━━━ QUOTED PASSAGE

Liquid crystals such as E7 are dielectrically anisotropic, so that a sufficiently strong external electric field can reorient n̂. The effect is called the Frederiks transition.[4] To observe a Fredericks transition, we applied a sine wave voltage at 1 kHz between the top and bottom glass plates coated with transparent Indium Tin Oxide (ITO) electrodes, so that the field is perpendicular to n̂. Since the dielectric anisotropy of E7 is positive, the applied field tends to reorient the director vertically, towards the state n̂=(0,0,1) when the voltage is high. At small voltages, below the well-defined threshold, the structure remains uniform, n̂ =(1,0,0). Above this threshold, the electric field becomes strong enough to overcome the anchoring forces at the bounding plates and elasticity of the N sample to reorient n̂ from its strictly horizontal orientation, towards the Z-axis. The maximum deviation was observed in the middle of the cell, as predicted by theory [Fig. 2(b)].[25] We imaged the sample by recording XY images at 0.45 μm intervals along the Z direction, making use of contrast both at the CN stretching frequency (2215 cm-1) and at the CH2 stretching frequency (2845 cm-1). We imaged the sample at a series of voltages: 0V, 2.5V, 5V and 8V. The XZ profiles of the sample are shown in Figs. 2(c) snf 2(d). In Fig. 2(c), which shows contrast at the CN band, we observed the typical signature of a Fredericks transition: at 0V, the director lies along Z, and the sample shows a constant signal along the Z direction within the N phase and fades away once the probing beams move into the glass substrates. At 2.5V, the molecules in the center of the sample are re-oriented along Z and thus generate a decreased amount of CARS signal, yielding bands of intense signal only near the electrode boundaries, where n̂ remains horizontal or only slightly tilted. At even higher fields, the absolute signal level decreases as the sample is increasingly oriented along Z and therefore generates less signal upon polarized excitation along X.

━━━━━━
━━━ DATA SHOWN

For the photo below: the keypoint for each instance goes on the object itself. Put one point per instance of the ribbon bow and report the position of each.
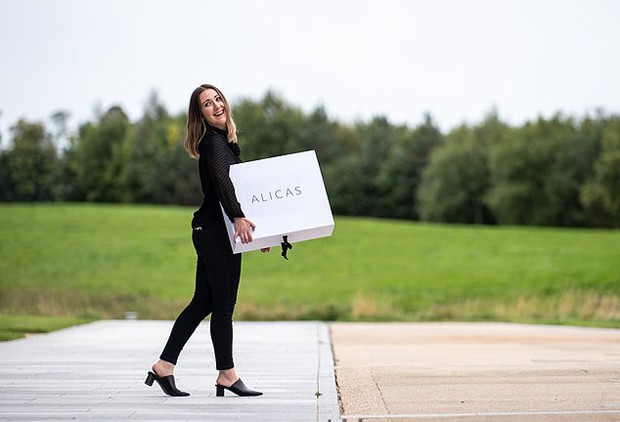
(285, 246)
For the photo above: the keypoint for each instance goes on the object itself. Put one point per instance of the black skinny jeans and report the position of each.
(217, 281)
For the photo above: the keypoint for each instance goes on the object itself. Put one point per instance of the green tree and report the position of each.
(400, 173)
(456, 181)
(30, 164)
(98, 159)
(537, 176)
(600, 195)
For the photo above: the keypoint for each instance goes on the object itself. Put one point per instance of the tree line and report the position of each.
(557, 171)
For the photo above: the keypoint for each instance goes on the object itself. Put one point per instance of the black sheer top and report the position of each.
(216, 157)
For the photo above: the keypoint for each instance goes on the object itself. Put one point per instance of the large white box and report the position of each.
(283, 196)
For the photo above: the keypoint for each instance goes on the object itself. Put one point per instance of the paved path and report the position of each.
(96, 372)
(385, 372)
(477, 372)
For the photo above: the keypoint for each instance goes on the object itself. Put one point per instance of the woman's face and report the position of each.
(213, 108)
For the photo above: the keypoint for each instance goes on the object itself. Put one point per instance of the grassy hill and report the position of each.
(100, 261)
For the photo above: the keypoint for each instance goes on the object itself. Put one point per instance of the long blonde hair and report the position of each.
(197, 126)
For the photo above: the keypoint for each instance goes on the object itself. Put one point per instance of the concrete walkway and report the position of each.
(385, 372)
(96, 372)
(477, 372)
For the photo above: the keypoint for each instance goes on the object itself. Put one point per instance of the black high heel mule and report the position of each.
(239, 388)
(166, 383)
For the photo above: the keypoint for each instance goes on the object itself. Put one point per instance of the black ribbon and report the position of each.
(285, 246)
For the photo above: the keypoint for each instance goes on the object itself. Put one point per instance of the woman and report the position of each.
(212, 139)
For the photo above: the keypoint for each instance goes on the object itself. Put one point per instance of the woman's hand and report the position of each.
(244, 229)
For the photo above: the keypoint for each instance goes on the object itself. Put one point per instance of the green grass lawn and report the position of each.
(100, 261)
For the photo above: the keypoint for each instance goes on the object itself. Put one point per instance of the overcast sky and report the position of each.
(456, 59)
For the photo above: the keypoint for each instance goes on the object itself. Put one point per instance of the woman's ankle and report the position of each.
(163, 368)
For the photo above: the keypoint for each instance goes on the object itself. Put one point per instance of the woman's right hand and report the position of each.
(244, 229)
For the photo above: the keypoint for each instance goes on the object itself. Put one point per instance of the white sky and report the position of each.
(456, 59)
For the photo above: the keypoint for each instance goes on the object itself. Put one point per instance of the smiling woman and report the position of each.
(211, 138)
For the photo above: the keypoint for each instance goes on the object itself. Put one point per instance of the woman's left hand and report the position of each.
(244, 229)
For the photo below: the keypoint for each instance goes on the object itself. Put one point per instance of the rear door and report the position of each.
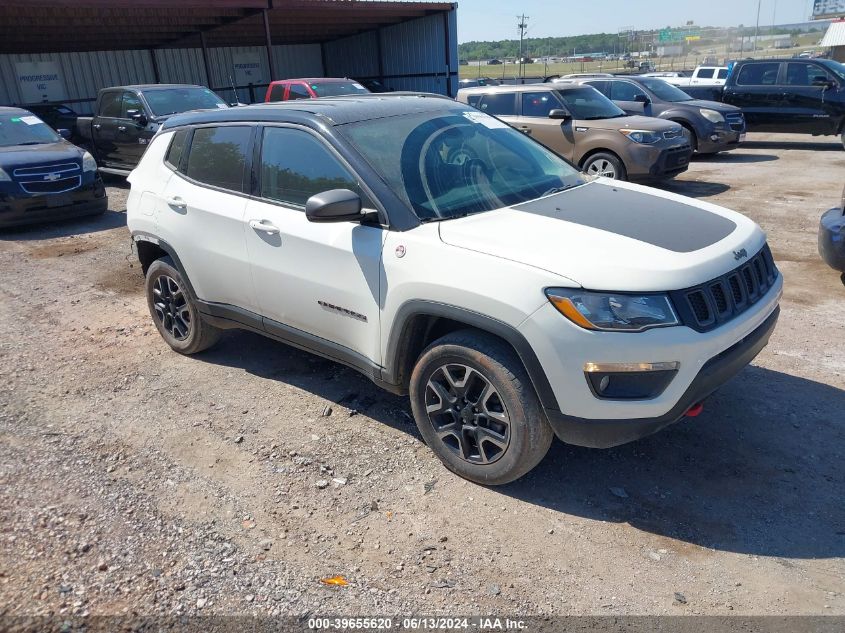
(204, 214)
(556, 134)
(757, 92)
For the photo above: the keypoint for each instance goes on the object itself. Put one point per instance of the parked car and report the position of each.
(799, 96)
(57, 116)
(448, 258)
(43, 176)
(584, 127)
(127, 117)
(832, 237)
(312, 88)
(710, 126)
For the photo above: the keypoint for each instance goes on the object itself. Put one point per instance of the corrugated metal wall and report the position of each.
(414, 57)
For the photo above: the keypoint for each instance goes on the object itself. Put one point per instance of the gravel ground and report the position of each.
(137, 481)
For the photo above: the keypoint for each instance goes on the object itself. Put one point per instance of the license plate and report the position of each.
(59, 201)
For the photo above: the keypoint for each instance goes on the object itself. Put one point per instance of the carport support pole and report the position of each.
(268, 42)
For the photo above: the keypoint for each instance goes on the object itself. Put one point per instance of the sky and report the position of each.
(496, 19)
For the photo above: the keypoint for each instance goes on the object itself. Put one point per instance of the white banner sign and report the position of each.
(247, 68)
(40, 81)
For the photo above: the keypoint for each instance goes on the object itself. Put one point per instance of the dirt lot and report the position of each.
(134, 480)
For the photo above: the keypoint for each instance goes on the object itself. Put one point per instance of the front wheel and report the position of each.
(605, 164)
(477, 410)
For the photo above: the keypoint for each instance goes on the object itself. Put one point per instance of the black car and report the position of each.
(832, 237)
(710, 126)
(42, 176)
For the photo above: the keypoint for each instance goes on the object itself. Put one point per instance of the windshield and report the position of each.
(172, 100)
(664, 90)
(338, 89)
(835, 67)
(451, 165)
(25, 129)
(587, 103)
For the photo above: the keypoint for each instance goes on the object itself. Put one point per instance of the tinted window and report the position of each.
(762, 74)
(298, 91)
(110, 104)
(277, 92)
(499, 104)
(296, 166)
(624, 91)
(218, 156)
(131, 101)
(538, 104)
(177, 146)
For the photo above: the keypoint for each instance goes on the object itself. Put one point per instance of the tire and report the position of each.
(454, 373)
(174, 310)
(605, 164)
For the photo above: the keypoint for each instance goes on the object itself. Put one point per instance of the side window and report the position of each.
(110, 104)
(177, 147)
(760, 74)
(499, 104)
(277, 92)
(539, 104)
(218, 156)
(131, 101)
(295, 166)
(624, 91)
(298, 91)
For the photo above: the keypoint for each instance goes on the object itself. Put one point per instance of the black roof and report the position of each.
(334, 111)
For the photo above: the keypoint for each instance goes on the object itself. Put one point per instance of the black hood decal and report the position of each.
(672, 225)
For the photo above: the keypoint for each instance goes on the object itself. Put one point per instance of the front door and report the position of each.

━━━━━━

** PROBLEMS TO SOLVE **
**1.** Rewrite the paragraph of the Frederiks transition passage that begins "Liquid crystals such as E7" as a short bulleted list that keeps its main facts.
**2.** Decide whether each statement agrees with the Frederiks transition passage, answering yes or no and quoting the words that settle it: (a) The voltage applied across the plates was a sine wave at 1 kHz. (b) The largest deviation of the director appeared near the bounding glass plates. (c) The highest voltage at which the sample was imaged was 10V.
**3.** Write a continuation of the Frederiks transition passage, picking up after its final sentence.

** ANSWERS TO EACH TASK **
**1.**
- E7 is dielectrically anisotropic, so a strong enough external electric field can reorient the director n̂. This is the Frederiks transition.
- A 1 kHz sine wave voltage was applied between glass plates coated with transparent ITO electrodes, with the field perpendicular to n̂.
- Because E7's dielectric anisotropy is positive, a high voltage pushes the director toward vertical, n̂=(0,0,1).
- Below a well-defined threshold, the structure stays uniform, n̂=(1,0,0).
- Above the threshold, the field overcomes anchoring at the plates and the sample's elasticity, tilting n̂ toward the Z-axis. The largest deviation is in the middle of the sample, as theory predicts.
- XY images were recorded at 0.45 μm steps along Z, using contrast at the CN stretch (2215 cm-1) and the CH2 stretch (2845 cm-1).
- Imaging was done at 0V, 2.5V, 5V and 8V.
- In the CN-band XZ profiles, the signal at 0V is constant along Z within the N phase and fades in the glass substrates.
- At 2.5V, the reoriented center gives less CARS signal, leaving intense bands only near the electrode boundaries.
- At higher fields, the overall signal drops as more of the sample aligns along Z.

**2.**
(a) Yes: "we applied a sine wave voltage at 1 kHz"
(b) No: "The maximum deviation was observed in the middle of the cell"
(c) No: "We imaged the sample at a series of voltages: 0V, 2.5V, 5V and 8V."

**3.**
The results at the CH2 stretching band [Fig. 2(d)] show a different behavior. At zero voltage, the signal is low compared to the CN band. At higher voltages, it decreases more slowly and does not show the banding observed in the CN images (cf. Figs. 2(c) and 2(d) at 2.5V). The CH trend, quite different from the one observed in the CN case, is understandable, since the CH2 groups are on average roughly perpendicular to CN groups. However, the depth- and voltage-dependent contrast of the CH2 signal is weaker than that of the CN signal; which can be attributed to the lower degree of orientational order of CH2 groups that are associated with relatively flexible aliphatic tails of E7 molecules. This type of chemically-specific orientational information cannot be derived from fluorescence labeling or THG methods, and is unique to vibrational microcopy. A more detailed study of the contrast in different vibrational bands might yield further information about the degree of order of various chemical groups in liquid crystals.

 figure: Fig. 2.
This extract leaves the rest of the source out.